Texto proporcionado>

Con este objetivo, la Revista Española de Geriatría y Gerontología ha publicado recientemente los criterios STOPP-Pal, la versión en español de los criterios STOPP-Frail5 de uso potencialmente inapropiado de fármacos en cuidados paliativos6. Esta herramienta se realizó combinando el consenso de expertos con una revisión exhaustiva de la literatura científica, y comprende 27 criterios explícitos organizados en sistemas fisiológicos, al igual que los originales STOPP-START7. Pretende ayudar al médico prescriptor en la deprescripción de medicamentos con escaso beneficio en pacientes de edad avanzada y enfermedad en fase terminal. Acertadamente a nuestro juicio, la versión española ha sido traducida como STOPP-Pal, intentando evitar posibles confusiones ya señaladas con anterioridad8 respecto a la población diana en la que deberían aplicarse estos criterios, que no es otra que los pacientes con necesidad de cuidados paliativos, y que los mismos autores definen como «pacientes con enfermedades en estadio terminal, con una esperanza de vida inferior a un año, con deterioro funcional físico y/o deterioro cognitivo avanzados, y aquellos pacientes en los que es prioritario el control de síntomas frente a la prevención de la enfermedad».

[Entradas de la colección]
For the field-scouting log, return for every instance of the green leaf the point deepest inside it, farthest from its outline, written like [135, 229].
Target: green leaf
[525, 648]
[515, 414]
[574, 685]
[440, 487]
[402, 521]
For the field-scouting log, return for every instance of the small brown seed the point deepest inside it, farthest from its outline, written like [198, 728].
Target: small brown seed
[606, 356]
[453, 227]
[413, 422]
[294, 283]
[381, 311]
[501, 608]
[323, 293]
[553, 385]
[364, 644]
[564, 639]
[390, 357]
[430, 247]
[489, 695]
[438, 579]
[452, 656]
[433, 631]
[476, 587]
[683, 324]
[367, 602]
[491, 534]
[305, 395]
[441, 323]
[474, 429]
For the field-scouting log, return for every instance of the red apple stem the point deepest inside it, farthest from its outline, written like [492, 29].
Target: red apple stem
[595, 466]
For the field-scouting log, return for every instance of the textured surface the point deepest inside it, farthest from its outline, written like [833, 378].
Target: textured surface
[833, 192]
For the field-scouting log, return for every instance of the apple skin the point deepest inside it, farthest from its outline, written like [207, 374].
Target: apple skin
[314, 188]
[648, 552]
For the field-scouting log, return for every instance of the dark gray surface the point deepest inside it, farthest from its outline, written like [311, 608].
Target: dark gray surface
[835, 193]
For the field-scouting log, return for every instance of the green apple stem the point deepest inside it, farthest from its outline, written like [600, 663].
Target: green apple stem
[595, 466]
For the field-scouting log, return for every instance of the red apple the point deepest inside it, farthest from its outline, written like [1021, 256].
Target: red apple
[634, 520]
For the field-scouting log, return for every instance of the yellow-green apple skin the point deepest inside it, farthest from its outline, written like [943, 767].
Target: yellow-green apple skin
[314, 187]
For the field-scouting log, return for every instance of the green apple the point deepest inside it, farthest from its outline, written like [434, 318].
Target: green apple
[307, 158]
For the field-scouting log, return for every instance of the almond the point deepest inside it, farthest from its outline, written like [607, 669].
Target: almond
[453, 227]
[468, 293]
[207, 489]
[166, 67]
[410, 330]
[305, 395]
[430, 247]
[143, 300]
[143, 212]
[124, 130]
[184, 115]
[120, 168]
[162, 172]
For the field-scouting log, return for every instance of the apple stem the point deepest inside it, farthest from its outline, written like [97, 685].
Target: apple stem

Problema A>
Enumera los rasgos con los que los autores definen a los pacientes con necesidad de cuidados paliativos, según el texto sobre los criterios STOPP-Pal.
Problema B>
Responde, a partir del texto sobre los criterios STOPP-Pal:
(i) ¿Qué revista publicó los criterios STOPP-Pal?
(ii) ¿Cuántos criterios explícitos comprende la herramienta?
(iii) ¿En qué se organizan esos criterios?
Problema C>
Prolonga, por favor, el texto sobre los criterios STOPP-Pal a partir de su última frase.

Resultado A>
- Pacientes con enfermedades en estadio terminal
- Con una esperanza de vida inferior a un año
- Con deterioro funcional físico y/o deterioro cognitivo avanzados
- Pacientes en los que es prioritario el control de síntomas frente a la prevención de la enfermedad

Resultado B>
(i) La Revista Española de Geriatría y Gerontología.
(ii) 27.
(iii) En sistemas fisiológicos.

Resultado C>
La aplicación de este tipo de estrategias responde fundamentalmente a 2 principios éticos de la medicina: el de no maleficencia y el de justicia. El de no maleficencia porque el uso de medicamentos con escaso beneficio en pacientes con esperanza de vida limitada se asocia inevitablemente a eventos adversos por medicamentos, dada su especial vulnerabilidad; de hecho, incluso la carga excesiva de tratamiento puede influir negativamente sobre la percepción del estado de salud, el bienestar y la calidad de vida de los pacientes, aun cuando no se den efectos adversos. Y el de justicia porque el uso de medicamentos innecesarios y los costes asociados comprometen una adecuada distribución de los bienes comunes que garantice una correcta atención sanitaria para toda la sociedad.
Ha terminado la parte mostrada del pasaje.